*** QUOTED PASSAGE Section Begins ***
Indeed, generous yet expensive policies, such as pension tax relief and the state pension triple lock, are usually placed under the microscope whenever the public purse strings need to be tightened.

However, the onset of Covid-19 has only heightened such speculation throughout the previous two years.

Arguably, this was to be expected. The pandemic upended people’s day-to-day lives, threatened job security and essentially shut down the UK economy for prolonged periods of time, leaving personal finances stretched beyond recognition and businesses on the brink of collapse.

Under such circumstances, it was only right that the government step in to offer various forms of financial support.

Of course, these schemes – such as the furlough scheme and the Coronavirus Business Interruption Loan Scheme – were vitally important to helping individuals and businesses alike survive the pandemic.

However, they were incredibly expensive. In the last financial year, government borrowing reached £323.1bn – the highest annual figure since records began in 1947.

And of course, as the UK emerged from the worst of the pandemic, the government shifted focus from preservation to the payment of public debt and the pension sector appeared to be a high-profile target for cuts, much to the concern of savers and advisers alike.

Inconsistency and uncertainty

The first change was introduced during the government’s Spring Budget 2021, where it was announced that the lifetime allowance would be capped at £1,073,100 until 2026.

This meant that people who breached this savings threshold would be hit by a larger tax bill, essentially penalising those who have diligently saved for retirement, while increasing the government’s income.

While this is a recent policy overhaul, the public have already expressed disdain. In a recent survey among 1,268 UK adults aged 40 and over commissioned by My Pension Expert, it was revealed that one in nine (11 per cent) respondents believe it has impacted their retirement strategy.

Perhaps more notable was the announcement in September 2021 that the government would rebuke its manifesto promise to protect the state pension triple lock by suspending it for one year.

Unsurprisingly, savers were displeased with the decision; over half (53 per cent) of the respondents to My Pension Expert’s aforementioned survey opposed the decision, while two fifths (39 per cent) claim that it will impact their retirement finances.

However, it is not just definitive pension policies which have caused unease among Britons.

Ongoing uncertainty surrounding other policies is doing little to offer comfort to savers. In the weeks leading up to the Autumn Budget 2021, rumours of cuts to pension tax relief
dominated much of the personal finance press.

So too, did uncertainty surrounding the annual savings allowance, as well as considerations about extending the triple lock suspension.
*** QUOTED PASSAGE Section Ends ***
*** SOURCE INFORMATION Section Begins ***
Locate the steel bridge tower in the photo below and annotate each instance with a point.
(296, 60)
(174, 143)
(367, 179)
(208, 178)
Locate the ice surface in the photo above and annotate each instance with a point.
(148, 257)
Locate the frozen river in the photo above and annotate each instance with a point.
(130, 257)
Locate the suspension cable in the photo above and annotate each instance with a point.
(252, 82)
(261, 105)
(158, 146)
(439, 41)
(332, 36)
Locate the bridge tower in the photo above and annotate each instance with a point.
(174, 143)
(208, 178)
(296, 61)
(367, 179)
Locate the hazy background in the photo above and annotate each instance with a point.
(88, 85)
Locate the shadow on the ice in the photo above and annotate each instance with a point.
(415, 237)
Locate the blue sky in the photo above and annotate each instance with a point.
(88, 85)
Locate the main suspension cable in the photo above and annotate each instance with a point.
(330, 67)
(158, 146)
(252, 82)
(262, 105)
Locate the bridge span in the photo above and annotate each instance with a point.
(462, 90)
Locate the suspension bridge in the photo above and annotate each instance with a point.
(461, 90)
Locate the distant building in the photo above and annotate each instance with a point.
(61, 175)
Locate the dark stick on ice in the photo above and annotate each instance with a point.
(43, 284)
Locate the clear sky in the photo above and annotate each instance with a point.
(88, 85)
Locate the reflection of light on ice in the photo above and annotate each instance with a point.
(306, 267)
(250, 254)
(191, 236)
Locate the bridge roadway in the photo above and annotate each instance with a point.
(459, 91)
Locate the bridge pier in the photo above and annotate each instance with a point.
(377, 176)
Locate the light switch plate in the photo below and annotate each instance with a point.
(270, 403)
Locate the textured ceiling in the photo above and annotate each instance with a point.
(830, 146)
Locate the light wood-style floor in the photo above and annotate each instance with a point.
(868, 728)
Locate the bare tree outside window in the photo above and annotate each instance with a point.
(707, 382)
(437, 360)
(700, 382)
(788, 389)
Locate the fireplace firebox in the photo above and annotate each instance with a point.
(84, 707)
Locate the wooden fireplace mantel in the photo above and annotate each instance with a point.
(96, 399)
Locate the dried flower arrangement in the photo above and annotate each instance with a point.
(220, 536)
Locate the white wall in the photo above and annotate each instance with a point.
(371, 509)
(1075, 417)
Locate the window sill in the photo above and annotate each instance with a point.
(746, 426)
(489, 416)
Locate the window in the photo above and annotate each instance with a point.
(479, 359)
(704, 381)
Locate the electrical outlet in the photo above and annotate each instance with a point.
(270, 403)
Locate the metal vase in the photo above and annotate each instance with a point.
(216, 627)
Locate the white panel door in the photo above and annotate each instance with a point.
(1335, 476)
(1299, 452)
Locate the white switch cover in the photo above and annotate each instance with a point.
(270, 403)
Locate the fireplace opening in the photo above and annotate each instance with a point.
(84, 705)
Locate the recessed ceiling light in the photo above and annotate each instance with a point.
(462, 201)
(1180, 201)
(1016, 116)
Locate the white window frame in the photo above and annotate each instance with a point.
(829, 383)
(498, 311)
*** SOURCE INFORMATION Section Ends ***
▸ **TASK**: According to the article on UK pension policy, at what amount did the Spring Budget 2021 cap the lifetime allowance until 2026?

▸ **SOLUTION TO THIS PROBLEM**: £1,073,100